Task goal>
In the article on the Amyvid brain scan below, rewrite the passage from "Dr. Daniel Skovronsky, CEO" through "decline, he explained.", changing "physicians" to "doctors" each time it appears.

Document text>

By Dr Ananya Mandal, MD
A test developed by Eli Lilly that detects the presence of proteins in the brain that are related to Alzheimer's disease was approved Friday by the Food and Drug Administration (FDA).
Using this tool clinicians can now detect Alzheimer's earlier and more accurately in patients at the earliest sign of memory problems. This is a potential boon to treatment and developing drugs against the disease.
The test uses a chemical called florbetapir, known by the brand name Amyvid, which is a radioactive agent that tags clumps of a sticky substance called an amyloid. Amyloid proteins are hallmarks of Alzheimer's disease. The chemical, which costs $1,600 per dose, then is detected using a brain imaging technique called positron emission tomography, known as PET scans. For patients who already have some symptoms of cognitive decline, a positive scan suggests that moderate to frequent amyloid plaques are present in the brain, which is consistent with Alzheimer's disease.
Dr. Daniel Skovronsky, CEO of Avid, said one in five patients who are diagnosed with Alzheimer’s turn out not to have the disease after an autopsy. “The approval of Amyvid offers physicians a tool that, in conjunction with other diagnostic evaluations, can provide information to help physicians evaluate their patients,” he said in the company’s statement from Friday.
If the scan is negative, indicating no clumps or few clumps of amyloid, “that gives the clinician a clue that Alzheimer's is less likely to be the cause of those symptoms,” said Skovronsky, who developed the agent and is the global brand-development leader for Amyvid at Lilly. Doctors for these patients can then look for other potential causes of the memory decline, he explained.
Before the development of imaging agents, amyloid plaques could be determined only after death, by examining the brain during an autopsy. Some 20% of cognitively healthy older adults have been found during autopsies to have large quantities of amyloid in the brain, according to Denise Park, director of the Center for Vital Longevity at the University of Texas at Dallas. “It is likely to play an important role in learning both how to diagnose and treat the disease, but it's still an open question at this point for asymptomatic people,” said Dr. Park, a behavioral and brain-sciences professor who uses Amyvid in her research on aging of healthy older adults.

Information shown>

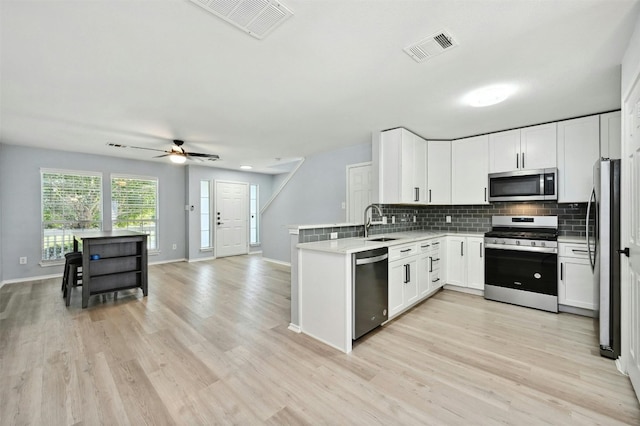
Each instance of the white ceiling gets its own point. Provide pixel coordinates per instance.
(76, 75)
* * *
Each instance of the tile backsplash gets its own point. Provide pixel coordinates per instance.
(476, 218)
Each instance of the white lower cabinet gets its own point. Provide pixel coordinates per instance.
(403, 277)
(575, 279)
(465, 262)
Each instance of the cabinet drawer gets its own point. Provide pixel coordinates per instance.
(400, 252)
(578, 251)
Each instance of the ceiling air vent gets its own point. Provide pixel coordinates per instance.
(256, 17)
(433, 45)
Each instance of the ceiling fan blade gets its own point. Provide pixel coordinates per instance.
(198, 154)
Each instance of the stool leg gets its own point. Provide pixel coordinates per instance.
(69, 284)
...
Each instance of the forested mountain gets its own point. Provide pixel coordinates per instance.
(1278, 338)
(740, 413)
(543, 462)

Exercise result>
Dr. Daniel Skovronsky, CEO of Avid, said one in five patients who are diagnosed with Alzheimer’s turn out not to have the disease after an autopsy. “The approval of Amyvid offers doctors a tool that, in conjunction with other diagnostic evaluations, can provide information to help doctors evaluate their patients,” he said in the company’s statement from Friday.
If the scan is negative, indicating no clumps or few clumps of amyloid, “that gives the clinician a clue that Alzheimer's is less likely to be the cause of those symptoms,” said Skovronsky, who developed the agent and is the global brand-development leader for Amyvid at Lilly. Doctors for these patients can then look for other potential causes of the memory decline, he explained.